What to work on:
Reproduce verbatim every line of the entries from the one containing "of the concrete" down to the one containing "x=639, y=352", including both of those lines.

Listing:
☆ ☆ ☆ ☆

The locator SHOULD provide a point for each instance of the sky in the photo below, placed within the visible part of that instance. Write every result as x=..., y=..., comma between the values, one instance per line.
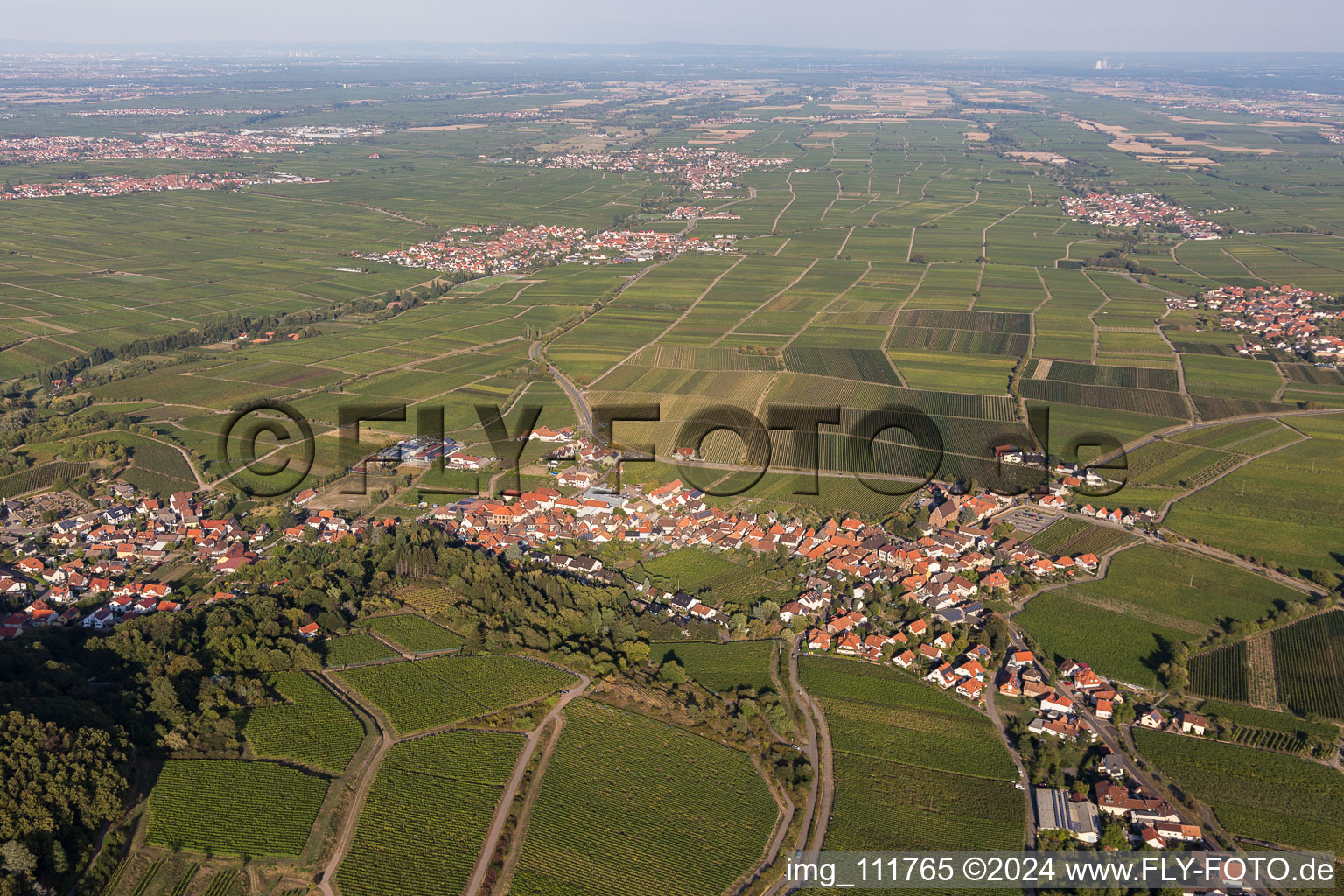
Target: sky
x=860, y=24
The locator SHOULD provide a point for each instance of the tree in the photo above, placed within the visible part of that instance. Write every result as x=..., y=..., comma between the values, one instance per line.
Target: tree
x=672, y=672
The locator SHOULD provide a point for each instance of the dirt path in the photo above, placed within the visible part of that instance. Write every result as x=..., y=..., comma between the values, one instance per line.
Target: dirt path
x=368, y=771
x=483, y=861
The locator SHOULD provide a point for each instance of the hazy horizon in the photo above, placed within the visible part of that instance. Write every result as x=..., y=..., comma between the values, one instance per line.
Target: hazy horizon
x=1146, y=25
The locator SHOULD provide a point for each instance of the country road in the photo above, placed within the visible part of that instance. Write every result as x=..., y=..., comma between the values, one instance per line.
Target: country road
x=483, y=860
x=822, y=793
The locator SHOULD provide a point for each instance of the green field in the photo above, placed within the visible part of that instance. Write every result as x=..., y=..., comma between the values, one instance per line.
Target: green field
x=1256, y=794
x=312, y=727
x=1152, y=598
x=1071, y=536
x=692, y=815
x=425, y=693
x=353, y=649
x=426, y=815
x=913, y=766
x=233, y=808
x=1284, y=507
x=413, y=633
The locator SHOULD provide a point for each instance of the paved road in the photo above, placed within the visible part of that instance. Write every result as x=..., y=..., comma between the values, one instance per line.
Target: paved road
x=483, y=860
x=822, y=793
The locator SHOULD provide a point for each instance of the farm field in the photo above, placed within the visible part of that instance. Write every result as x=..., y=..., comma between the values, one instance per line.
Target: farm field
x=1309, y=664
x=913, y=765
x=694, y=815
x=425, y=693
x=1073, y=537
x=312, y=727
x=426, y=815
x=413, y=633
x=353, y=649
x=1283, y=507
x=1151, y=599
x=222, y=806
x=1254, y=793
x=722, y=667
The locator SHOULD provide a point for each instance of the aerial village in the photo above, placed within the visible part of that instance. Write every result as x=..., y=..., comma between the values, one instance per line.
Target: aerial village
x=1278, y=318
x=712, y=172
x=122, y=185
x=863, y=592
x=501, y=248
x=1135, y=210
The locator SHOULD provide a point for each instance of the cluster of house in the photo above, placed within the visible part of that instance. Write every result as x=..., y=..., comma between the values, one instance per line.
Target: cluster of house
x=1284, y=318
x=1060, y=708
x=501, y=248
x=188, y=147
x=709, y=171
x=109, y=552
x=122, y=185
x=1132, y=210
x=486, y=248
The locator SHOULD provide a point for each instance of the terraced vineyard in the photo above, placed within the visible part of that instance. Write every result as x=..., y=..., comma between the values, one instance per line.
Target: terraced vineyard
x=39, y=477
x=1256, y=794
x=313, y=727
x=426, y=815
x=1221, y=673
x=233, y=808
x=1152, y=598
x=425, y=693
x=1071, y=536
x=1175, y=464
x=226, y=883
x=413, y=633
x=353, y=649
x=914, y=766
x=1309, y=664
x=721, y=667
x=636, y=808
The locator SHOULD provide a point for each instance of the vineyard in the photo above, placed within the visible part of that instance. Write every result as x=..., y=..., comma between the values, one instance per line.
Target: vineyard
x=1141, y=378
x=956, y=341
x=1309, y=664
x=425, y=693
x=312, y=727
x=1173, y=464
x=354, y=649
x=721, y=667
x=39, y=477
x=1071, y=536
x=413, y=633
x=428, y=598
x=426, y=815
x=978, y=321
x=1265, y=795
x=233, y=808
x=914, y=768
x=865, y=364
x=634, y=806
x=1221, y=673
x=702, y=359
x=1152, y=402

☆ ☆ ☆ ☆

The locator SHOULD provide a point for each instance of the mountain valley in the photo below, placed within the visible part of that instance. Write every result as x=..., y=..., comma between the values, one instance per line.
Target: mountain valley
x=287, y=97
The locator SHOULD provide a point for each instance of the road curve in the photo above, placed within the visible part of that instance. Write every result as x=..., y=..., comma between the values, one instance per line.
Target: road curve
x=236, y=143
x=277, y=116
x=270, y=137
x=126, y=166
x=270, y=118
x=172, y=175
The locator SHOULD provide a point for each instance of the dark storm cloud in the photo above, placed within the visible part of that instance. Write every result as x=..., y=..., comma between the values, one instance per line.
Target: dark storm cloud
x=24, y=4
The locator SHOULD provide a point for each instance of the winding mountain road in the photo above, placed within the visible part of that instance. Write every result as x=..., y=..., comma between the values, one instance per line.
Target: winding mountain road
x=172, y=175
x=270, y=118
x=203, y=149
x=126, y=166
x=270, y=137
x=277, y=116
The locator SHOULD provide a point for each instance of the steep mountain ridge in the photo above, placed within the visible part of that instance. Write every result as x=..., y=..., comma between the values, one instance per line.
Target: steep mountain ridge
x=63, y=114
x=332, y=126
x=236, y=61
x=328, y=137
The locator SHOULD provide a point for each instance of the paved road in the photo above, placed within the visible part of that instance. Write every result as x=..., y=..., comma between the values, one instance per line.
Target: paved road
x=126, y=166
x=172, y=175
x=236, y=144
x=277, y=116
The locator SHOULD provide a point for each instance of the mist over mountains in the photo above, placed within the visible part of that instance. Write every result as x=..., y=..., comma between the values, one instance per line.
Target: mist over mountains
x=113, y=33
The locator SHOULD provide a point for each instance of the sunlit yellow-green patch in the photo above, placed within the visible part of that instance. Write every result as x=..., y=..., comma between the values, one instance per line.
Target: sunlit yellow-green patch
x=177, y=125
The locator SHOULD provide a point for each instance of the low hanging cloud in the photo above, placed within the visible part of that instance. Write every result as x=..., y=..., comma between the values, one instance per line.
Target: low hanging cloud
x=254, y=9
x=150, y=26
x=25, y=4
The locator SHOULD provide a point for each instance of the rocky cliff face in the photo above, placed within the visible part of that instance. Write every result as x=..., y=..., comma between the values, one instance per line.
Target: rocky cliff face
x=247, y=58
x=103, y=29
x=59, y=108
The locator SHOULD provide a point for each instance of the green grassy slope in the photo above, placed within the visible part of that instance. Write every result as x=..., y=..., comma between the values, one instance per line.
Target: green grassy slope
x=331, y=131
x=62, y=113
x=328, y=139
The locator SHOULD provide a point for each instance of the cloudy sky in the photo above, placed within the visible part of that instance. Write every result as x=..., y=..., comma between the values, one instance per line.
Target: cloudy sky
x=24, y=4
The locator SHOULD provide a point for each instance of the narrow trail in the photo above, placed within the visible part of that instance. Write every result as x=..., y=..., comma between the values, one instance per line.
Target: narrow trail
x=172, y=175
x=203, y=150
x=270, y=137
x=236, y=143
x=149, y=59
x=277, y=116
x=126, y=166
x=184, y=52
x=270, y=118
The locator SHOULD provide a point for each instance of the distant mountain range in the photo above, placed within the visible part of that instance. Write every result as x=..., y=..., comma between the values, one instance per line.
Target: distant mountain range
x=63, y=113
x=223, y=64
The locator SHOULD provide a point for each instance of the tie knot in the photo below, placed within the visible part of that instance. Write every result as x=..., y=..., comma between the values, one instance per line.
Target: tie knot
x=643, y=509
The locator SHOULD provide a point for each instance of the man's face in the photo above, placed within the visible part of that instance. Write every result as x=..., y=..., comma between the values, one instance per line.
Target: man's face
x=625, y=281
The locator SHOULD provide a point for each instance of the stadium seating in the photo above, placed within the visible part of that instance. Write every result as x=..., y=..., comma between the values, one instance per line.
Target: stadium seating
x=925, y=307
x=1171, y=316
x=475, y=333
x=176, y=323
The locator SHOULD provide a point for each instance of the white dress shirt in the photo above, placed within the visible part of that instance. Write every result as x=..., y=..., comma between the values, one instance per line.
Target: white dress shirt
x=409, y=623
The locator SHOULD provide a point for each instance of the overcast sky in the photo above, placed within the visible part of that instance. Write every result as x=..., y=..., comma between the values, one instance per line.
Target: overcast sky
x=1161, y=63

☆ ☆ ☆ ☆

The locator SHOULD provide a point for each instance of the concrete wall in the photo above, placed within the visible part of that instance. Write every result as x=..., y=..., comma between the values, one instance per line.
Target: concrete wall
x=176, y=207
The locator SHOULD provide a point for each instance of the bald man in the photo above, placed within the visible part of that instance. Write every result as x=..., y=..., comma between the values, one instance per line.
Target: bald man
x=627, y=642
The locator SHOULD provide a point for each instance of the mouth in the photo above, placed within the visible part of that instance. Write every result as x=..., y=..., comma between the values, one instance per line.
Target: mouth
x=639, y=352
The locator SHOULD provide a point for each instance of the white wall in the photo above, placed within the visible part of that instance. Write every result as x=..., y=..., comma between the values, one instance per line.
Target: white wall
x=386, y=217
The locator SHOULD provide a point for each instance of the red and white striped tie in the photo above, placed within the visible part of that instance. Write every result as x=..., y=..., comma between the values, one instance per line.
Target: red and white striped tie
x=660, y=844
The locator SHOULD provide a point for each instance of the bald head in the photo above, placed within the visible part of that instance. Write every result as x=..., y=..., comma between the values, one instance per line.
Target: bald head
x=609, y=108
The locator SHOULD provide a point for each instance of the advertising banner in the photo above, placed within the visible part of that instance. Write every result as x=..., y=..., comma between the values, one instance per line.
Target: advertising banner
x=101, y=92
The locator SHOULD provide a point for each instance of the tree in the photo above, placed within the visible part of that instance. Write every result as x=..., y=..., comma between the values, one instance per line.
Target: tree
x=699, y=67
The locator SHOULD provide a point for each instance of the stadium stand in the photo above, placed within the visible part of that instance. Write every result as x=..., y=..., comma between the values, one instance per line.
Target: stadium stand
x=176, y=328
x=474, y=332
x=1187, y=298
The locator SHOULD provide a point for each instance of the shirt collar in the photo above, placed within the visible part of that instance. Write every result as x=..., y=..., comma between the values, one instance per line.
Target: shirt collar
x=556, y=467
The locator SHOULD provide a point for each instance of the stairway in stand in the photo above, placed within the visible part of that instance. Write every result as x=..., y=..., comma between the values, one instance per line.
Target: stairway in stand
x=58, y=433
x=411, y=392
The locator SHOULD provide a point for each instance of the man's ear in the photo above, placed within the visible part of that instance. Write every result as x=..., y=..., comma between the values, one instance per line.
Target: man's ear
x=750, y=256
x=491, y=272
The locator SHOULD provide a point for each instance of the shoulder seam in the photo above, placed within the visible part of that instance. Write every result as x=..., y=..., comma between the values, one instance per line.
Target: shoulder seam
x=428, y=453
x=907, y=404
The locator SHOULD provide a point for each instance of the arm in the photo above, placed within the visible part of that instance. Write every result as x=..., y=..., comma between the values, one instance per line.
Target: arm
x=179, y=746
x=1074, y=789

☆ ☆ ☆ ☆

Final answer:
The locator SHOULD provide a point for each instance of the concrete wall in the photo above, placed within the visible part of that instance. Write every result as x=..., y=..., comma between the values, one instance per line.
Target: concrete wall
x=176, y=207
The locator SHOULD provide a point for each instance of the bald man in the photo above, placed within the visible part of that instance. Write every result as x=..., y=..., comma between the values, one instance per line.
Target: bald man
x=627, y=642
The locator SHOULD provide a point for each instance of the mouth in the photo above, placed within the visible part of that instance. Write every result as x=..., y=..., comma between the values, one instance per line.
Target: mouth
x=639, y=352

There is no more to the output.